What the task asks: Transcribe the passage of the commentary on military jurisdiction over civilian contractors between "- Enormity means" and "over the case.", inclusive.

*** Extract provided Section Begins ***

And some are in the darkness
And the others in the light
But you only see those in the light
Those in the darkness you don't see
--Mack the Knife, Kurt Weill
Isn't the right thing to do ...
You can go your own way
Go your own way
--Go Your Own Way, Fleetwood Mac
Bush asked critics of Iraq's political progress
to consider the enormity of the task
--AP wire report, "Bush Defends Pace of Progress in Iraq,"
as reported by FOX news
- FOX news and Ranger are rarely on the same page. How could the above statement have gotten past the vigilant FOX editors?
- Enormity means "1. the quality of passing all moral bounds; excessive wickedness or outrageousness. 2. A monstrous offense or evil; an outrage. An indecency" (freeonlinedictionary.) Surely they meant to impart a sense of the "largeness" of the undertaking, its "enormousness." But who knows? God works in mysterious ways.
- To today's topic: how, why and when did the U.S. military get into the civilian justice business?
- "The lawyer for a civilian contractor charged with assault said ... that he planned to challenge the American military's jurisdiction over the case.
- "The military has accused Alaa Mohammad Ali, an interpreter who holds Canadian and Iraqi citizenship, of stabbing a fellow interpreter with a knife.
- "It is the first time that the military has used the expanded legal authority it was given by Congress in 2006 to charge contractors who accompany the armed forces into the field. Experts say the case may emerge as an important test of the military's authority to try civilians (Stabbing in Iraq Tests Military's Authority Over Contractors.)"

*** Extract provided Section Ends ***
*** Supplied information Section Begins ***

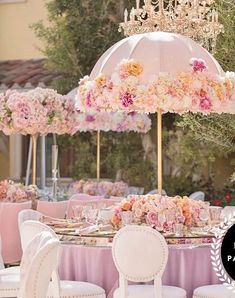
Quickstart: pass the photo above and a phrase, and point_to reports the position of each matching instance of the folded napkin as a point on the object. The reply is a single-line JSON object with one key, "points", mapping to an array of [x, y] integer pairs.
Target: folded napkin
{"points": [[88, 230]]}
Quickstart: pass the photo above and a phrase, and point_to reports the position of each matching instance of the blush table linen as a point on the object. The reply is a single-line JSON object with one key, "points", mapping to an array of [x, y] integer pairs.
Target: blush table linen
{"points": [[187, 267]]}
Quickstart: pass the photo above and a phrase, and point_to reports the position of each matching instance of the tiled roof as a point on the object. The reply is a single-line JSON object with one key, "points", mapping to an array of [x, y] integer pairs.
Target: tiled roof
{"points": [[26, 74]]}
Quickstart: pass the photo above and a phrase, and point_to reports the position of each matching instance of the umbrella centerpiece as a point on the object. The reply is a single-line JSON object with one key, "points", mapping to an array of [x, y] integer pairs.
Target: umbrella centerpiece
{"points": [[158, 72], [36, 112]]}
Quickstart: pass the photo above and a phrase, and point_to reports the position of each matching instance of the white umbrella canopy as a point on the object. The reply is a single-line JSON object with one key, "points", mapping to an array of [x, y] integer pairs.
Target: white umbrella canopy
{"points": [[158, 72], [158, 52]]}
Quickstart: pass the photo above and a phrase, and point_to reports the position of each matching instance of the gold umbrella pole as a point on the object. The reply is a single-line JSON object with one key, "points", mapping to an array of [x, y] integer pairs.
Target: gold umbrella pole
{"points": [[34, 170], [159, 151], [98, 157]]}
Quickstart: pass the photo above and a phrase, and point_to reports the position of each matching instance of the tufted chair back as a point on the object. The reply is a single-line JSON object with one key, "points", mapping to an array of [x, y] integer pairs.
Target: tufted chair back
{"points": [[39, 260], [140, 254]]}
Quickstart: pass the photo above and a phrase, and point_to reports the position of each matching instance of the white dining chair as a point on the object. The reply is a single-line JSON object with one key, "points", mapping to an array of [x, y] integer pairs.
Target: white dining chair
{"points": [[140, 255], [10, 283], [58, 288], [30, 228], [11, 248], [213, 291], [198, 195], [28, 214], [39, 260]]}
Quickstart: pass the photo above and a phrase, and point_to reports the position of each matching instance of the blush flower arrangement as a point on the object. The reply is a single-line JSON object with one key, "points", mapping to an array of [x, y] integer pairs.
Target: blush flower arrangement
{"points": [[38, 111], [102, 188], [196, 91], [119, 122], [17, 192], [160, 212]]}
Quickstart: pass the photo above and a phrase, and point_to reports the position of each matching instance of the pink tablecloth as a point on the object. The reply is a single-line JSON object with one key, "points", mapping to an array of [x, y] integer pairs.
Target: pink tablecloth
{"points": [[187, 267]]}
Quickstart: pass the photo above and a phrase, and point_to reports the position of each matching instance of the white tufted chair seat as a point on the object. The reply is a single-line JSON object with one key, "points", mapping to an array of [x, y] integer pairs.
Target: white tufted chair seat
{"points": [[77, 289], [134, 253], [213, 291], [147, 291]]}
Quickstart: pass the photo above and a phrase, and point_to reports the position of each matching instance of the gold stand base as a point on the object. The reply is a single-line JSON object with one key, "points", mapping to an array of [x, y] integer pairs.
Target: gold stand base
{"points": [[98, 157], [34, 167], [159, 151]]}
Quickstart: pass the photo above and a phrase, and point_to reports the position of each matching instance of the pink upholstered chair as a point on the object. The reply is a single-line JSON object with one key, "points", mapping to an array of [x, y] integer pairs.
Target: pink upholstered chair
{"points": [[11, 247], [1, 260], [134, 252], [213, 291], [83, 196], [28, 214], [53, 209]]}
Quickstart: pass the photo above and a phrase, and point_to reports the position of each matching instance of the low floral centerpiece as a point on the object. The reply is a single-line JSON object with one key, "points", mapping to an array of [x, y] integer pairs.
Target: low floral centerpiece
{"points": [[161, 212], [17, 192], [102, 188]]}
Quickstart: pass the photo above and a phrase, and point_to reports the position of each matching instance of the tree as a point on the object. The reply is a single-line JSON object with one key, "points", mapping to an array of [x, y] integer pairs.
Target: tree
{"points": [[79, 32], [218, 130]]}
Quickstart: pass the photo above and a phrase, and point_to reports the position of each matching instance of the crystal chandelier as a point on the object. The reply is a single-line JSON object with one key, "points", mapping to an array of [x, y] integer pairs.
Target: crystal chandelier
{"points": [[193, 18]]}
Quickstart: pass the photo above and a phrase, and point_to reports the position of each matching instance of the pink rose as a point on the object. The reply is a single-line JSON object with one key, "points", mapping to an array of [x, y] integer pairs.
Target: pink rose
{"points": [[198, 64], [205, 103], [152, 218]]}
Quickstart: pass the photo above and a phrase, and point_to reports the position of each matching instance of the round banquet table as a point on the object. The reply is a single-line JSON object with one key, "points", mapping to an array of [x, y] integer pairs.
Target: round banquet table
{"points": [[188, 267]]}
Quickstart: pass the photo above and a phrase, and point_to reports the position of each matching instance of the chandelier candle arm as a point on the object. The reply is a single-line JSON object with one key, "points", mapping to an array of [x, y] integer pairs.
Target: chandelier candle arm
{"points": [[34, 167], [159, 151], [98, 157], [196, 19], [54, 172]]}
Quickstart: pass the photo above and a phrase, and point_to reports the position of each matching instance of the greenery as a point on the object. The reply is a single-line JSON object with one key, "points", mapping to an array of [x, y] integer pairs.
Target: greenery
{"points": [[78, 33], [218, 131]]}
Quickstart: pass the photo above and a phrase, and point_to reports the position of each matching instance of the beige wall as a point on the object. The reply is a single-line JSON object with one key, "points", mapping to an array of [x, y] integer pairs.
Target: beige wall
{"points": [[17, 40]]}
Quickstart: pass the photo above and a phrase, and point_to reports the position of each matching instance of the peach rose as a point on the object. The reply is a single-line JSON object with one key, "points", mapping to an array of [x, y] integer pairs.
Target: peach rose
{"points": [[134, 68], [126, 206], [100, 80]]}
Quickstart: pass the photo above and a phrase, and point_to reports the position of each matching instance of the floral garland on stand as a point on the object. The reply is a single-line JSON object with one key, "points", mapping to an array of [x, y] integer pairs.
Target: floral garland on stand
{"points": [[193, 91]]}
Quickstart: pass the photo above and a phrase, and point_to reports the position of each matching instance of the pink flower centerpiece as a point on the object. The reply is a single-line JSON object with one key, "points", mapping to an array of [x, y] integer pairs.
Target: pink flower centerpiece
{"points": [[161, 213], [38, 111], [119, 122], [17, 192], [193, 91]]}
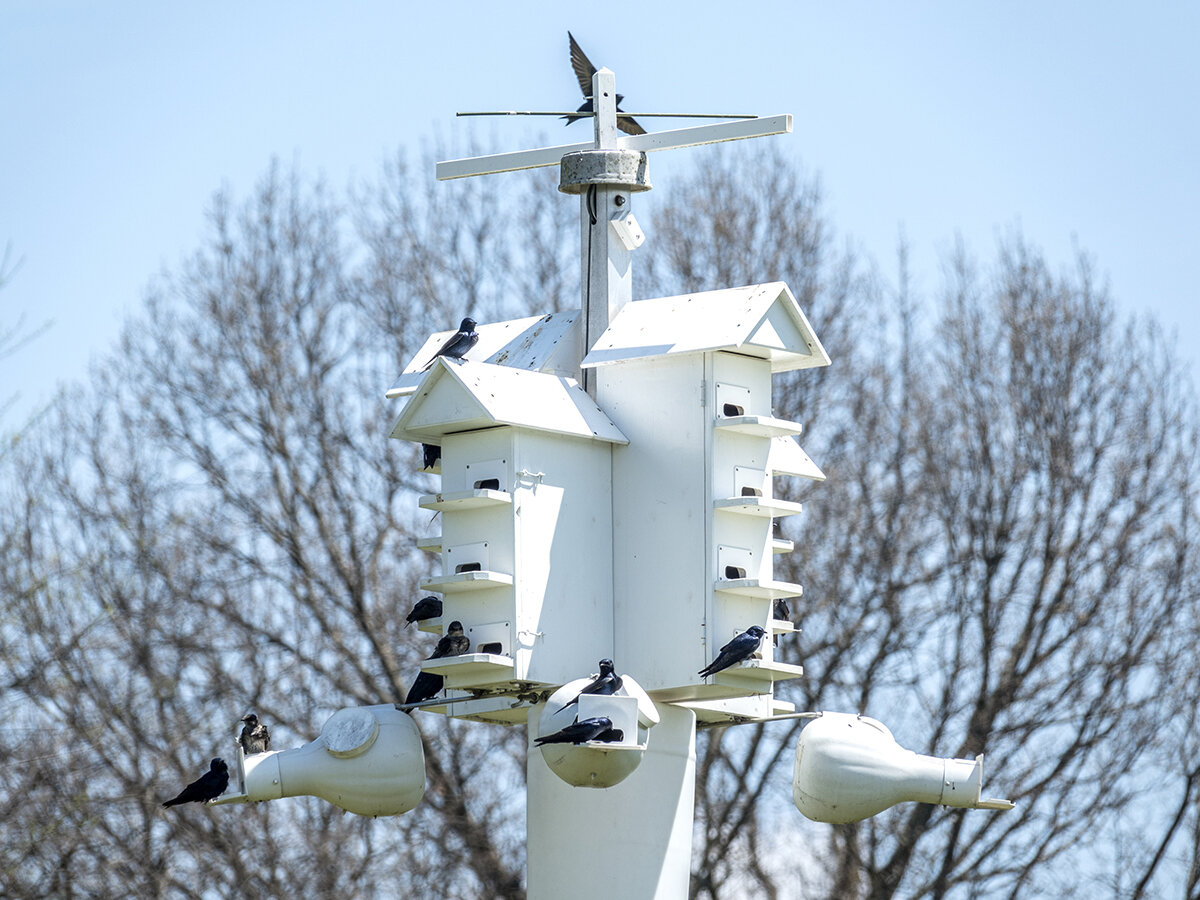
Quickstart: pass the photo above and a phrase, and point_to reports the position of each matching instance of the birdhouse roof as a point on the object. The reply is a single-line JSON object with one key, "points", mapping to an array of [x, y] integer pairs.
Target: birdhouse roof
{"points": [[760, 321], [459, 396], [535, 343]]}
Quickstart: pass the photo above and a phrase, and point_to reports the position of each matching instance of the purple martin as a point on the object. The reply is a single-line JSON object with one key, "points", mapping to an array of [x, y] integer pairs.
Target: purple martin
{"points": [[255, 737], [607, 682], [579, 732], [739, 648], [207, 787], [427, 684], [457, 345], [583, 72], [427, 607]]}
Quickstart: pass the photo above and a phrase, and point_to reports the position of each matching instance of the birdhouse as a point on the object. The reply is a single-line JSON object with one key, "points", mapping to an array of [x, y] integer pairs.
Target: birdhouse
{"points": [[366, 760], [595, 763], [849, 767], [688, 381], [525, 540]]}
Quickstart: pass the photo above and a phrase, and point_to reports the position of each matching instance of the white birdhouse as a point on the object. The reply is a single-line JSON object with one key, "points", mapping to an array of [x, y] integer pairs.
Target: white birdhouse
{"points": [[366, 760], [688, 379], [526, 523], [850, 767]]}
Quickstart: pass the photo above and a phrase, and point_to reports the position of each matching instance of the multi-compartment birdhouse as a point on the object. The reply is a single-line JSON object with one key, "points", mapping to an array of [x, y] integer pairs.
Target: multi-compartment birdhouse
{"points": [[689, 382], [525, 517], [637, 525]]}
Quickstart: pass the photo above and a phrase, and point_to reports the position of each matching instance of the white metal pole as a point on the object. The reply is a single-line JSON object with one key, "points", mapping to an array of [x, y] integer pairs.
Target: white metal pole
{"points": [[605, 261]]}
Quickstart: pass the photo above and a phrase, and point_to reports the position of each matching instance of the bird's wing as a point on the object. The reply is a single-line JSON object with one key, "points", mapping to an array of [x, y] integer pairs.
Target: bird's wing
{"points": [[735, 645], [629, 126], [582, 66]]}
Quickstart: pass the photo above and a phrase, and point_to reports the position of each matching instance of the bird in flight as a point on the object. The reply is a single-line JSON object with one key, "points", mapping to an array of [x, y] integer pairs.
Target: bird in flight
{"points": [[427, 684], [427, 607], [607, 682], [579, 732], [207, 787], [583, 72], [255, 737], [739, 648], [457, 345]]}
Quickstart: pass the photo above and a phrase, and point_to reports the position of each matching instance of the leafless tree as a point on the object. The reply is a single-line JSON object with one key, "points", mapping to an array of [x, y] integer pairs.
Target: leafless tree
{"points": [[997, 562], [1002, 559]]}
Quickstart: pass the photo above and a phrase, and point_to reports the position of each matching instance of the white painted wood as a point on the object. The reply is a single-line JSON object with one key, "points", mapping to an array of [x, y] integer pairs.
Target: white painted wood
{"points": [[786, 457], [670, 139], [468, 396], [766, 426], [646, 822], [760, 321]]}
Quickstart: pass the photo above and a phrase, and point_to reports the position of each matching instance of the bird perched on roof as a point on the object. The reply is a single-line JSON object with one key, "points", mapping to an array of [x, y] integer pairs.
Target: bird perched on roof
{"points": [[457, 345], [739, 648], [597, 729], [207, 787], [605, 683], [583, 72], [427, 684], [427, 607], [255, 737]]}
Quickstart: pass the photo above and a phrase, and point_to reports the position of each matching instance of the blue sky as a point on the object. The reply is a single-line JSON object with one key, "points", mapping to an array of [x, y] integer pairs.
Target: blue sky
{"points": [[1075, 123]]}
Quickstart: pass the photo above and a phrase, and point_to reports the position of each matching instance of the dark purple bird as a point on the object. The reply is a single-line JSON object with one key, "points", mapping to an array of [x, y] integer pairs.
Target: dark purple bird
{"points": [[579, 732], [427, 684], [207, 787], [457, 345], [739, 648], [605, 683], [427, 607], [583, 72], [255, 737]]}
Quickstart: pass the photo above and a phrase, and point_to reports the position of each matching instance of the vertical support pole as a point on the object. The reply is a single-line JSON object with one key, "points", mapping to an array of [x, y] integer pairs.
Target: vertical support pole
{"points": [[631, 840], [605, 273]]}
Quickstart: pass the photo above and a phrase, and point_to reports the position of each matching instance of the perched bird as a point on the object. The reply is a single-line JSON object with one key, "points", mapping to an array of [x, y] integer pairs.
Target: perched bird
{"points": [[607, 682], [255, 738], [577, 732], [427, 684], [427, 607], [583, 72], [457, 345], [453, 643], [739, 648], [207, 787], [430, 453]]}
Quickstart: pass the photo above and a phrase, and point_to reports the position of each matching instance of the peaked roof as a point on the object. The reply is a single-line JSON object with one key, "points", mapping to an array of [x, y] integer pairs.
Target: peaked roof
{"points": [[760, 321], [466, 396], [537, 343]]}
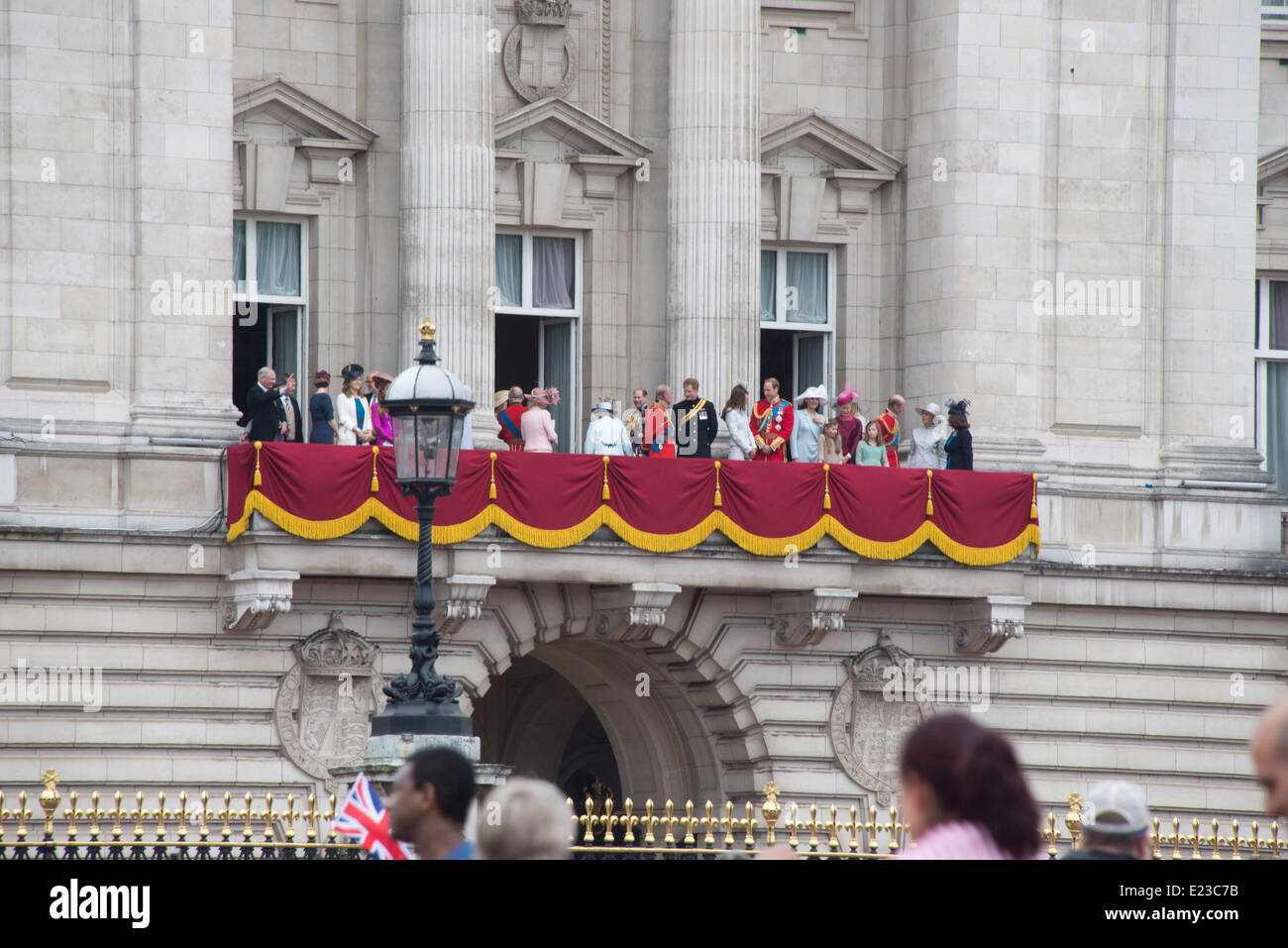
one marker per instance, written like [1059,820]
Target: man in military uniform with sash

*** Supplied information Section Ends ***

Output of the exercise:
- Enormity means "1. the quality of passing all moral bounds; excessive wickedness or outrageousness. 2. A monstrous offense or evil; an outrage. An indecency" (freeonlinedictionary.) Surely they meant to impart a sense of the "largeness" of the undertaking, its "enormousness." But who knows? God works in mysterious ways.
- To today's topic: how, why and when did the U.S. military get into the civilian justice business?
- "The lawyer for a civilian contractor charged with assault said ... that he planned to challenge the American military's jurisdiction over the case.